- **REQUIRED WORK**
In the entries that follow, find the word "Annotation" and report each line it is on.

- **EXERCISE MATERIALS**
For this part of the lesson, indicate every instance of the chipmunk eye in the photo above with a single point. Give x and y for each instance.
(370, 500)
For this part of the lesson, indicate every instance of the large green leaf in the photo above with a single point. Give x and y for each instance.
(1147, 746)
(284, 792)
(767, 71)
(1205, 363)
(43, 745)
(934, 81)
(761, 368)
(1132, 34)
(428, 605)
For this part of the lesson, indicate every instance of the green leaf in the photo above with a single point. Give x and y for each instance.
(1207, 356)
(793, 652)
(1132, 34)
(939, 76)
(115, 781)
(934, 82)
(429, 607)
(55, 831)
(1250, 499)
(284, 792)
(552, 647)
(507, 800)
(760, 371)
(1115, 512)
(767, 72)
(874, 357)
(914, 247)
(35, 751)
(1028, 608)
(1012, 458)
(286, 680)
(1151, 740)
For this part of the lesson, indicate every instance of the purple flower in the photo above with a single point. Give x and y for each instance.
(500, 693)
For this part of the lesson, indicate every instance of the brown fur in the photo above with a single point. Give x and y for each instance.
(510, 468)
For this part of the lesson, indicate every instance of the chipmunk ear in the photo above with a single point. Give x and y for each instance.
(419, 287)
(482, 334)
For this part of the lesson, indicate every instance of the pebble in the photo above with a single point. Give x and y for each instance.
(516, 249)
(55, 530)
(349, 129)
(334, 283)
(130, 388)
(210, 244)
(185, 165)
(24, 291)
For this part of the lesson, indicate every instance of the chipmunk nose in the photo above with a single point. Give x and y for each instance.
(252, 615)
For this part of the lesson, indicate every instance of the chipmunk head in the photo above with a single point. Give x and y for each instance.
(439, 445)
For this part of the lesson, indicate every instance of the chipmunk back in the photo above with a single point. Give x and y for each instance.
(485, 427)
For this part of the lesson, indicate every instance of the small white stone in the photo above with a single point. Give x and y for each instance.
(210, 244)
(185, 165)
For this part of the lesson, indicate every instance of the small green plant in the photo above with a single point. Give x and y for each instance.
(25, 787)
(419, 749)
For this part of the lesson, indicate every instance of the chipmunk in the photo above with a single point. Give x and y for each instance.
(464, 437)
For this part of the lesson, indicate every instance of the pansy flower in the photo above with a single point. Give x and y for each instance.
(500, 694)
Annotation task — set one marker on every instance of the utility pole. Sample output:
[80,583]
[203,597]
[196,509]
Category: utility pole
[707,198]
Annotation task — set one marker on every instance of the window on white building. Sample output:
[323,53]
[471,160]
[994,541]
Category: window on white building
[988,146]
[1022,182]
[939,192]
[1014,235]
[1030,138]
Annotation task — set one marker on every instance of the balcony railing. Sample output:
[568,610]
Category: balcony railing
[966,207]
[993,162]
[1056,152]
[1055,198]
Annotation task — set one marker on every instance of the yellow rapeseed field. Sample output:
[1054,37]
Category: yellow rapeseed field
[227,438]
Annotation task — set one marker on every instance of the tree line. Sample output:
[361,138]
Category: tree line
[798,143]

- **PROBLEM SOLUTION**
Annotation task — set one marker on every instance of the utility pole. Sample output:
Annotation task — set one marker on every instance of the window on white building. Sample output:
Annotation task — set one marker on every instance of the balcony railing. Sample output:
Annotation task — set one marker on every instance of the yellow rapeseed field. Sample output:
Annotation task — set one marker on every instance of the tree line. Sample output:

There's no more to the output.